* _Description of the task_: Leaving out all pictures, restate word for word the lines from the one with "leaf in the photo above." through the last line of the entries.

Stored data entries
=====
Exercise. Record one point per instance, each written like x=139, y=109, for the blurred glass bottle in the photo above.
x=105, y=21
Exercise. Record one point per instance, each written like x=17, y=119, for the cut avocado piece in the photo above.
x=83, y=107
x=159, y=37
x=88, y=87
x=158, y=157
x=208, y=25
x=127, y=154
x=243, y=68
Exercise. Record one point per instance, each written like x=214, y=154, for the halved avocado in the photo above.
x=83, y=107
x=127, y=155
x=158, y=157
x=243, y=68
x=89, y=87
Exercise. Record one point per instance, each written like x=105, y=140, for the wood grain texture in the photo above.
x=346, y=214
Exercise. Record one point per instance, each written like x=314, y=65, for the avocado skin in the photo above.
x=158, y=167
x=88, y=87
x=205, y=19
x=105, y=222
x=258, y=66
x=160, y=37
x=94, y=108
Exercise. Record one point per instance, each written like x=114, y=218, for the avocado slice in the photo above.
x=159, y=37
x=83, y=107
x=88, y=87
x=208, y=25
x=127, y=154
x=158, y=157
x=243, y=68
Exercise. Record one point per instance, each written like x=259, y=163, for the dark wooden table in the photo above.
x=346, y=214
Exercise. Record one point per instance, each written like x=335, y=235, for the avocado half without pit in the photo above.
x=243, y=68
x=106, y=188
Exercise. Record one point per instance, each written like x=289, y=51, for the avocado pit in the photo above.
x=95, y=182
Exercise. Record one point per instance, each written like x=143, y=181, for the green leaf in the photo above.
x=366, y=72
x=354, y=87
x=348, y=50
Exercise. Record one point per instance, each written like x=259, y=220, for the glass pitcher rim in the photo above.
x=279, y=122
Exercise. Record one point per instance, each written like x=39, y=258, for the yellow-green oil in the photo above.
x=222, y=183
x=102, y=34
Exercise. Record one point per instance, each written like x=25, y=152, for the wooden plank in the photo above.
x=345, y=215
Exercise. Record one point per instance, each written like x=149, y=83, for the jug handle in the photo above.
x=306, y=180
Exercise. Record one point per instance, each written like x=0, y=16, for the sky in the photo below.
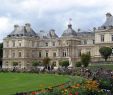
=====
* _Reply to the task_:
Exercise. Record one point per instance, each written like x=143, y=181, for the green leaf in the photo above.
x=366, y=72
x=354, y=87
x=348, y=50
Exercise. Record one point per instance, each written like x=259, y=220, for the glass pitcher rim in the photo above.
x=279, y=122
Exercise. Record one point per instance, each written like x=39, y=258, for the yellow-green oil in the photo above.
x=222, y=183
x=102, y=34
Exercise. Record one point per instance, each written like x=25, y=152, for the wooden plank in the photo above.
x=345, y=215
Exercise. Record one point per instance, each written like x=149, y=83, for the jug handle in the photo above.
x=306, y=180
Exercise. Record one point per instance, each written like x=0, y=16, for the sky in the photo below.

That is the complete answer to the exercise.